__Exercise brief__:
Convert every line of the material below into a Markdown table with the columns "Row" and "Line." Number each line in the first column, place its text in the second, and omit blank lines.

------ Entries provided

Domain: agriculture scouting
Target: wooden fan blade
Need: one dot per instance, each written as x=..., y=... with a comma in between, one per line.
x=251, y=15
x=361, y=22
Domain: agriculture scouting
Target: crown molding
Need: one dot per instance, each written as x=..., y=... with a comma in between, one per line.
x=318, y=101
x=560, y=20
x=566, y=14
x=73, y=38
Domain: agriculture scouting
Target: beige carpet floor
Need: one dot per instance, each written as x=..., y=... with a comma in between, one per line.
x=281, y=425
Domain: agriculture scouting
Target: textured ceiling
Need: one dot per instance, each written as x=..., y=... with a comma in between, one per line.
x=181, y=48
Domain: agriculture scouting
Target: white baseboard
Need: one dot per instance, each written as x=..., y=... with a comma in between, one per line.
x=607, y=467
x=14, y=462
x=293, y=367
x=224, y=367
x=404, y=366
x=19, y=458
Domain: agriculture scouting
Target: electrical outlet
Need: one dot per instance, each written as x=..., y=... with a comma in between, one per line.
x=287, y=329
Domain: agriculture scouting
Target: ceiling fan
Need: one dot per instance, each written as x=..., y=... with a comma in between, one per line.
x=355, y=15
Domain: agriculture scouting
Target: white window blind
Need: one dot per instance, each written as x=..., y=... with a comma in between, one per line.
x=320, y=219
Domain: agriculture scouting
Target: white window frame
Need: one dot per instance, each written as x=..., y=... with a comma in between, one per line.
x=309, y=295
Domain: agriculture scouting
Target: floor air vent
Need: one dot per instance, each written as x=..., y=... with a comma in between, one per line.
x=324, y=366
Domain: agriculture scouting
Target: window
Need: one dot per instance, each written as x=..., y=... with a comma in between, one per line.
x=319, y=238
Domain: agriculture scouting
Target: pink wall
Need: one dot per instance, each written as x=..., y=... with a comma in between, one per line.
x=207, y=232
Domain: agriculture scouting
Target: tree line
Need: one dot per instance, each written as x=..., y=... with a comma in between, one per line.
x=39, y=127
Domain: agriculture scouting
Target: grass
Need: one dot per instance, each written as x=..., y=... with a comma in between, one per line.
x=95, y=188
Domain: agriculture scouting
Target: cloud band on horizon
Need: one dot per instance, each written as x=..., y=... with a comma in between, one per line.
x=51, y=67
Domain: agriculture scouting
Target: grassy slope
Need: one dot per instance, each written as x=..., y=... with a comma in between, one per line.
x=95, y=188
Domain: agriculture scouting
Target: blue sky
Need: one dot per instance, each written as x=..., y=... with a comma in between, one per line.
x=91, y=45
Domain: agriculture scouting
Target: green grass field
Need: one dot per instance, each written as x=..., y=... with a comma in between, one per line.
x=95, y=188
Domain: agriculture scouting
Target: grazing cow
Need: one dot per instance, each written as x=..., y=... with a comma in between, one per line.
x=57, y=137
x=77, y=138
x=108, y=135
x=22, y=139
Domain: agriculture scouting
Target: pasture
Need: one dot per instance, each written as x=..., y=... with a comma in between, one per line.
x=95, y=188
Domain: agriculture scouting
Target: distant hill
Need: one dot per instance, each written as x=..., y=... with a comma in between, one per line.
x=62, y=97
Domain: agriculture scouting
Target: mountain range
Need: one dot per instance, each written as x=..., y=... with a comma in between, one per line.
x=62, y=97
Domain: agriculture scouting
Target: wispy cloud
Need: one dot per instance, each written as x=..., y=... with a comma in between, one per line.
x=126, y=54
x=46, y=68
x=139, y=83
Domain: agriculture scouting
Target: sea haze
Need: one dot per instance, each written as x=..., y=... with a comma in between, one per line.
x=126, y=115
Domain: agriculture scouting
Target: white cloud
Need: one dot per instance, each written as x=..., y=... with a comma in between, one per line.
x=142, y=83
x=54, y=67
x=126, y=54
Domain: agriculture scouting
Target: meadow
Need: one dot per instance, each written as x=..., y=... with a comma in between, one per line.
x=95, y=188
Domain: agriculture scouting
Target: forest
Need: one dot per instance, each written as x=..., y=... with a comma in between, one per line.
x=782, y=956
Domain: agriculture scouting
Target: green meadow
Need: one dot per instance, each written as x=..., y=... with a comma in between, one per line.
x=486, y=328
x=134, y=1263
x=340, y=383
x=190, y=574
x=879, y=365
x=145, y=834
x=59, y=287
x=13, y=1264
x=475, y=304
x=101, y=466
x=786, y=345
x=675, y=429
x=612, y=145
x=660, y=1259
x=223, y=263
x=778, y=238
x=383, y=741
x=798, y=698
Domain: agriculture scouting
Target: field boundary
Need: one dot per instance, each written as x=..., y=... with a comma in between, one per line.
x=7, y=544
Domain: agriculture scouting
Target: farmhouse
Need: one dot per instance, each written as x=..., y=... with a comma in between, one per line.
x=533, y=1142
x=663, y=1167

------------

__Answer to this problem__:
| Row | Line |
|---|---|
| 1 | Domain: agriculture scouting |
| 2 | Target: wooden fan blade |
| 3 | Need: one dot per instance, each written as x=..., y=... with a comma in between, one per line. |
| 4 | x=251, y=15 |
| 5 | x=361, y=22 |
| 6 | Domain: agriculture scouting |
| 7 | Target: crown molding |
| 8 | Need: one dot per instance, each written as x=..., y=... with a comma in between, one per line. |
| 9 | x=318, y=101 |
| 10 | x=560, y=20 |
| 11 | x=566, y=14 |
| 12 | x=73, y=38 |
| 13 | Domain: agriculture scouting |
| 14 | Target: beige carpet floor |
| 15 | Need: one dot per instance, each written as x=..., y=... with a comma in between, one per line. |
| 16 | x=281, y=425 |
| 17 | Domain: agriculture scouting |
| 18 | Target: textured ceiling |
| 19 | Need: one dot per instance, each written as x=..., y=... with a comma in between, one per line. |
| 20 | x=181, y=48 |
| 21 | Domain: agriculture scouting |
| 22 | Target: white baseboard |
| 23 | Need: one dot per instance, each written as x=..., y=... with a comma in between, one per line. |
| 24 | x=607, y=467 |
| 25 | x=14, y=462 |
| 26 | x=293, y=367 |
| 27 | x=224, y=367 |
| 28 | x=404, y=366 |
| 29 | x=19, y=458 |
| 30 | Domain: agriculture scouting |
| 31 | Target: electrical outlet |
| 32 | Need: one dot per instance, each written as x=..., y=... with a comma in between, one per line. |
| 33 | x=287, y=329 |
| 34 | Domain: agriculture scouting |
| 35 | Target: ceiling fan |
| 36 | Need: one dot per instance, each written as x=..., y=... with a comma in between, one per line. |
| 37 | x=355, y=15 |
| 38 | Domain: agriculture scouting |
| 39 | Target: white window blind |
| 40 | Need: one dot per instance, each written as x=..., y=... with a comma in between, one per line. |
| 41 | x=320, y=219 |
| 42 | Domain: agriculture scouting |
| 43 | Target: white window frame |
| 44 | Need: one dot per instance, each written as x=..., y=... with a comma in between, one per line. |
| 45 | x=309, y=295 |
| 46 | Domain: agriculture scouting |
| 47 | Target: floor air vent |
| 48 | Need: one dot per instance, each written as x=..., y=... with a comma in between, one per line. |
| 49 | x=324, y=366 |
| 50 | Domain: agriculture scouting |
| 51 | Target: window |
| 52 | Need: one dot per instance, each written as x=..., y=... with a comma in between, one per line. |
| 53 | x=319, y=238 |
| 54 | Domain: agriculture scouting |
| 55 | Target: pink wall |
| 56 | Need: one dot per instance, each written as x=..., y=... with a comma in between, one per line. |
| 57 | x=207, y=232 |
| 58 | Domain: agriculture scouting |
| 59 | Target: tree line |
| 60 | Need: one dot per instance, each written as x=..., y=... with a comma in between, one per line. |
| 61 | x=39, y=127 |
| 62 | Domain: agriculture scouting |
| 63 | Target: grass |
| 64 | Need: one dot per instance, each written as x=..., y=... with a comma in between, one per line. |
| 65 | x=95, y=188 |
| 66 | Domain: agriculture scouting |
| 67 | Target: cloud band on horizon |
| 68 | Need: one dot per instance, each written as x=..., y=... with a comma in between, one per line. |
| 69 | x=51, y=67 |
| 70 | Domain: agriculture scouting |
| 71 | Target: grassy slope |
| 72 | Need: one dot per instance, each written as x=..., y=... with a comma in between, one per line. |
| 73 | x=95, y=188 |
| 74 | Domain: agriculture scouting |
| 75 | Target: blue sky |
| 76 | Need: one dot per instance, each written as x=..., y=... with a comma in between, one per line. |
| 77 | x=91, y=45 |
| 78 | Domain: agriculture scouting |
| 79 | Target: green grass field |
| 80 | Need: one dot per instance, each written as x=..., y=... with a comma in between, one per line. |
| 81 | x=95, y=188 |
| 82 | Domain: agriculture scouting |
| 83 | Target: grazing cow |
| 84 | Need: one dot per instance, each written as x=..., y=... with a comma in between, one per line. |
| 85 | x=57, y=137 |
| 86 | x=77, y=138 |
| 87 | x=108, y=135 |
| 88 | x=22, y=139 |
| 89 | Domain: agriculture scouting |
| 90 | Target: pasture |
| 91 | Need: one dot per instance, each written as x=..., y=... with a comma in between, one per line. |
| 92 | x=95, y=188 |
| 93 | Domain: agriculture scouting |
| 94 | Target: distant hill |
| 95 | Need: one dot per instance, each written as x=..., y=... with a comma in between, one per line. |
| 96 | x=62, y=97 |
| 97 | Domain: agriculture scouting |
| 98 | Target: mountain range |
| 99 | Need: one dot per instance, each written as x=..., y=... with a comma in between, one per line. |
| 100 | x=62, y=97 |
| 101 | Domain: agriculture scouting |
| 102 | Target: wispy cloud |
| 103 | Need: one dot per instance, each written as x=..., y=... with a comma in between, one per line. |
| 104 | x=126, y=54 |
| 105 | x=46, y=68 |
| 106 | x=139, y=83 |
| 107 | Domain: agriculture scouting |
| 108 | Target: sea haze |
| 109 | Need: one dot per instance, each written as x=..., y=... with a comma in between, one per line. |
| 110 | x=126, y=115 |
| 111 | Domain: agriculture scouting |
| 112 | Target: white cloud |
| 113 | Need: one dot per instance, each written as x=..., y=... with a comma in between, one per line. |
| 114 | x=142, y=83 |
| 115 | x=54, y=67 |
| 116 | x=126, y=54 |
| 117 | Domain: agriculture scouting |
| 118 | Target: meadow |
| 119 | Need: one dot per instance, each written as x=..., y=... with a comma in between, one per line. |
| 120 | x=95, y=188 |
| 121 | Domain: agriculture scouting |
| 122 | Target: forest |
| 123 | Need: one dot per instance, each written as x=..., y=... with a comma in between, one per line. |
| 124 | x=782, y=956 |
| 125 | Domain: agriculture scouting |
| 126 | Target: green meadow |
| 127 | Need: one dot per instance, each written as x=..., y=... with a comma in between, one per line. |
| 128 | x=486, y=328 |
| 129 | x=134, y=1263 |
| 130 | x=340, y=383 |
| 131 | x=190, y=574 |
| 132 | x=879, y=365 |
| 133 | x=145, y=834 |
| 134 | x=59, y=287 |
| 135 | x=13, y=1264 |
| 136 | x=475, y=304 |
| 137 | x=101, y=466 |
| 138 | x=786, y=345 |
| 139 | x=675, y=429 |
| 140 | x=612, y=145 |
| 141 | x=660, y=1259 |
| 142 | x=223, y=263 |
| 143 | x=778, y=238 |
| 144 | x=383, y=741 |
| 145 | x=798, y=698 |
| 146 | Domain: agriculture scouting |
| 147 | Target: field boundary |
| 148 | Need: one dot per instance, each written as x=..., y=... with a comma in between, one per line. |
| 149 | x=7, y=544 |
| 150 | Domain: agriculture scouting |
| 151 | Target: farmhouse |
| 152 | Need: one dot per instance, each written as x=..., y=... with a comma in between, one per line. |
| 153 | x=533, y=1142 |
| 154 | x=663, y=1167 |